- **Tarefa a realizar**: Repita sem nenhuma alteração tudo o que vai da linha do material abaixo que contém "Label each instance of the giraffe tail" até a linha que contém "column 144, row 117", incluindo as duas.

[Registros de um conjunto de rotulagem por pontos]
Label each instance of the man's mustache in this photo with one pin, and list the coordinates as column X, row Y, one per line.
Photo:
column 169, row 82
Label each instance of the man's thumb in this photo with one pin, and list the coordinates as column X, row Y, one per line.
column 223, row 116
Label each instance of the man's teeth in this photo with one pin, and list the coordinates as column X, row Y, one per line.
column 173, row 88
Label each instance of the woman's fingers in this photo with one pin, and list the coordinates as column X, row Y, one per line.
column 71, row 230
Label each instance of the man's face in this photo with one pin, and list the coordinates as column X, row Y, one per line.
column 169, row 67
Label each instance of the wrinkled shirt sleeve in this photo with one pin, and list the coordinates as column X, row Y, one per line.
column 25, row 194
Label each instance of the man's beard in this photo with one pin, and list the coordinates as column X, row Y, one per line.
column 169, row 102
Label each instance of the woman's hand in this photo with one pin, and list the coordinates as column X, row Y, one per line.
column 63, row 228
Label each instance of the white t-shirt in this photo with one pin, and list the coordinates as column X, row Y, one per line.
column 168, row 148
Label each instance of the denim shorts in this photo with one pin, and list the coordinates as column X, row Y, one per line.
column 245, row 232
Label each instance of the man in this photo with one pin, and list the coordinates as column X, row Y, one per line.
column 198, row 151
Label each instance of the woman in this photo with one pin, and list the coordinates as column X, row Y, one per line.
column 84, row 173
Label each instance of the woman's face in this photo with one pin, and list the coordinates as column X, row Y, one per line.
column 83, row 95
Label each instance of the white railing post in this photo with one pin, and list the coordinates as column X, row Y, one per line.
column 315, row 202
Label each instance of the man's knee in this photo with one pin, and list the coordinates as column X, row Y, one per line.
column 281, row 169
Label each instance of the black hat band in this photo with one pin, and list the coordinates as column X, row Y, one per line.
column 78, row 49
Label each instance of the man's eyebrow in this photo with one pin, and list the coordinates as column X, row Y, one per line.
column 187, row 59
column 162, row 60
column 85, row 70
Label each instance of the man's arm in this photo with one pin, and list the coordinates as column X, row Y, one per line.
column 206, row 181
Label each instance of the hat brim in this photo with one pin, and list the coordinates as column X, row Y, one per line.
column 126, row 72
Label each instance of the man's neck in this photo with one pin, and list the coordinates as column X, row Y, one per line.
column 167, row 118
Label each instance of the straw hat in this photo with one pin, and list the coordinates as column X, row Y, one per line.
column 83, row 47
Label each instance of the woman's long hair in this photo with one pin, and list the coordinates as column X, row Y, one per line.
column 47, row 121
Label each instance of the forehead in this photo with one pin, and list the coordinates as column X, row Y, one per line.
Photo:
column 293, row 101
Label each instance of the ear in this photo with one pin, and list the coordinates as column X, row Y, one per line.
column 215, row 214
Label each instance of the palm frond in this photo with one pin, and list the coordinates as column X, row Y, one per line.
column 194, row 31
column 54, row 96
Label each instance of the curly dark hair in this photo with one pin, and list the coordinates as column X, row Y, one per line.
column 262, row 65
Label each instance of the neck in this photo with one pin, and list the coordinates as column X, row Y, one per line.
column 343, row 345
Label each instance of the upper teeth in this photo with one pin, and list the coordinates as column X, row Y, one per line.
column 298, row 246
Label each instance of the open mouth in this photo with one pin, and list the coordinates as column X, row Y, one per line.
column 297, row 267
* * *
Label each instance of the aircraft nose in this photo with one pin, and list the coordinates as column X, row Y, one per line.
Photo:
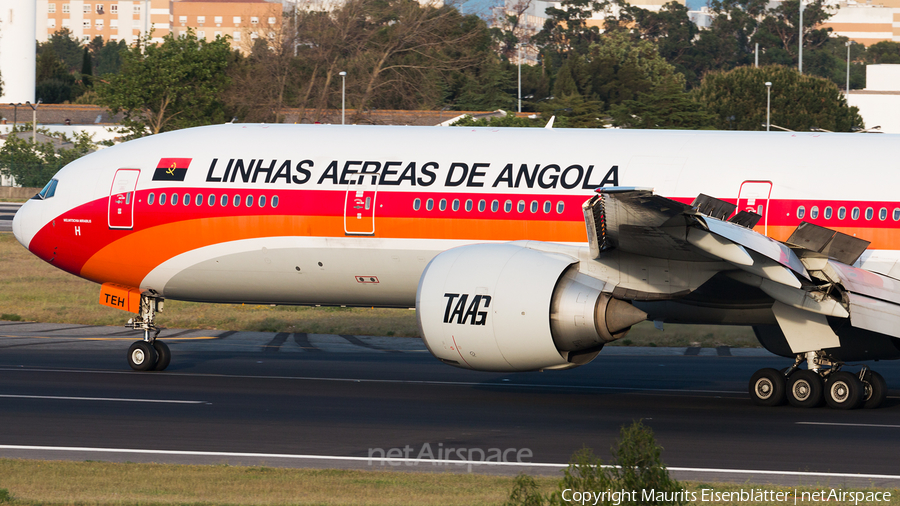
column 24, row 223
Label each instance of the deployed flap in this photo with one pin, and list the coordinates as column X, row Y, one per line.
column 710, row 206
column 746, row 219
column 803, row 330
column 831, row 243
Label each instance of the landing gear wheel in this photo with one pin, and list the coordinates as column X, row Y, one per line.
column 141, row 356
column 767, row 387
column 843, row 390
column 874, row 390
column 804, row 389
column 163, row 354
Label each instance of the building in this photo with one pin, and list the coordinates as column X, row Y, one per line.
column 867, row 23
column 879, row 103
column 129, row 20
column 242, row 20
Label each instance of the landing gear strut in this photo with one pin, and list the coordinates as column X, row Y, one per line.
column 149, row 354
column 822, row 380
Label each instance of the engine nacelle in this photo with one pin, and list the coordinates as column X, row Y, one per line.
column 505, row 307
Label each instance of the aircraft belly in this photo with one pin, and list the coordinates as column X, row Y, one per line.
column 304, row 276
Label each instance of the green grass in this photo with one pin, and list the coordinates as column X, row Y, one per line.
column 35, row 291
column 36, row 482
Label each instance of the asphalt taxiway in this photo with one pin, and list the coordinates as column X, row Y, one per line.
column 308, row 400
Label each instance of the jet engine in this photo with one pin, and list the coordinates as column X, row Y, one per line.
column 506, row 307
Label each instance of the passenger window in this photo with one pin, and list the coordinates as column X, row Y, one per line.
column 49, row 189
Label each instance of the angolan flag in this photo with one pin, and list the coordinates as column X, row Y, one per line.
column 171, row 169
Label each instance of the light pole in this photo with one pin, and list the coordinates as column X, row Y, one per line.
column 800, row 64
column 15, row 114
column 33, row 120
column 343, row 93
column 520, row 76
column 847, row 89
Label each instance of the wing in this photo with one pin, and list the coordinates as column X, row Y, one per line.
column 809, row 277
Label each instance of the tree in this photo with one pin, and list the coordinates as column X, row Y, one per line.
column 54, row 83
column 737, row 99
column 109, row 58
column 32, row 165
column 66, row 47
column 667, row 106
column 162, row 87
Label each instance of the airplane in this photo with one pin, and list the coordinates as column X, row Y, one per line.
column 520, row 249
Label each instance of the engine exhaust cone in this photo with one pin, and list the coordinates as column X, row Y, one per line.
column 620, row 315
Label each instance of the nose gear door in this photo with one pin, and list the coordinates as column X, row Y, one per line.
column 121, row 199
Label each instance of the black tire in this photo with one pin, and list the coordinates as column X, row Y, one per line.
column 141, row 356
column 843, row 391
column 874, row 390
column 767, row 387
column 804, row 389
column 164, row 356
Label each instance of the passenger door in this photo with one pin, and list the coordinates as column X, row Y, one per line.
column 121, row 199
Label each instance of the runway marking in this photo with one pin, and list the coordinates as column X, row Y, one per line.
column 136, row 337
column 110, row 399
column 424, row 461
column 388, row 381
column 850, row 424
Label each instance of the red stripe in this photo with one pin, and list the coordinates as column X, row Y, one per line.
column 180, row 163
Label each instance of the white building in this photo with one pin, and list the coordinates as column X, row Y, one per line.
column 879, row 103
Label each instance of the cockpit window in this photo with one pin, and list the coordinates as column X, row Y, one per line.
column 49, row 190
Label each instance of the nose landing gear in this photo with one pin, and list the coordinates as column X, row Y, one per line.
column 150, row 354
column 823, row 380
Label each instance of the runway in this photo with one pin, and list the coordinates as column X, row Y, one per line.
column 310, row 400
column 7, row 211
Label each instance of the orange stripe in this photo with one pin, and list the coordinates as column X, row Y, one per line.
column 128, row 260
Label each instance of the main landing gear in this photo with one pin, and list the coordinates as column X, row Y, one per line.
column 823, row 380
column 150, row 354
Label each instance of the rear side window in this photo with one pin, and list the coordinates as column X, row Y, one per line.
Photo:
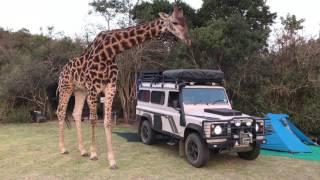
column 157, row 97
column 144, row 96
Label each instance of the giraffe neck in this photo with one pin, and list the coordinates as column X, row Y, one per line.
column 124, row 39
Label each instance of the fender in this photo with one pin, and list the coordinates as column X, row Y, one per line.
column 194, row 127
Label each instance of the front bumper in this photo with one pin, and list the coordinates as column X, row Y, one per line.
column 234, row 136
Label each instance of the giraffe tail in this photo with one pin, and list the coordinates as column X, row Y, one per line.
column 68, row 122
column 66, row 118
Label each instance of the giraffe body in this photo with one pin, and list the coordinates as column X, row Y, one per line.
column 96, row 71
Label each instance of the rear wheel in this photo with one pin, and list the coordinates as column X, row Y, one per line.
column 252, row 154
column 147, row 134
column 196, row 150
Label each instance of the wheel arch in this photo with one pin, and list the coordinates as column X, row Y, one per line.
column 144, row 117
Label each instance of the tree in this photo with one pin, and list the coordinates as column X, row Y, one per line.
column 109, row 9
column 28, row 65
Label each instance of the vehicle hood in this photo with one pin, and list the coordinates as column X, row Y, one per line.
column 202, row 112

- **Resposta escrita**:
Label each instance of the giraffe tail in this photo with one pin, and list the coordinates as column X, row Y, one per line.
column 68, row 122
column 66, row 118
Label each instance of the giraffe body in this photo with one pin, and list the coordinates as column X, row Y, one per line.
column 96, row 71
Label each instance of the rear wheel in this photo with one pin, and list the coordinates as column X, row Y, one per line.
column 252, row 154
column 147, row 134
column 196, row 150
Label each instance of the wheel arch in this photo with one pin, and list the coordinates as column X, row Y, one per line.
column 144, row 117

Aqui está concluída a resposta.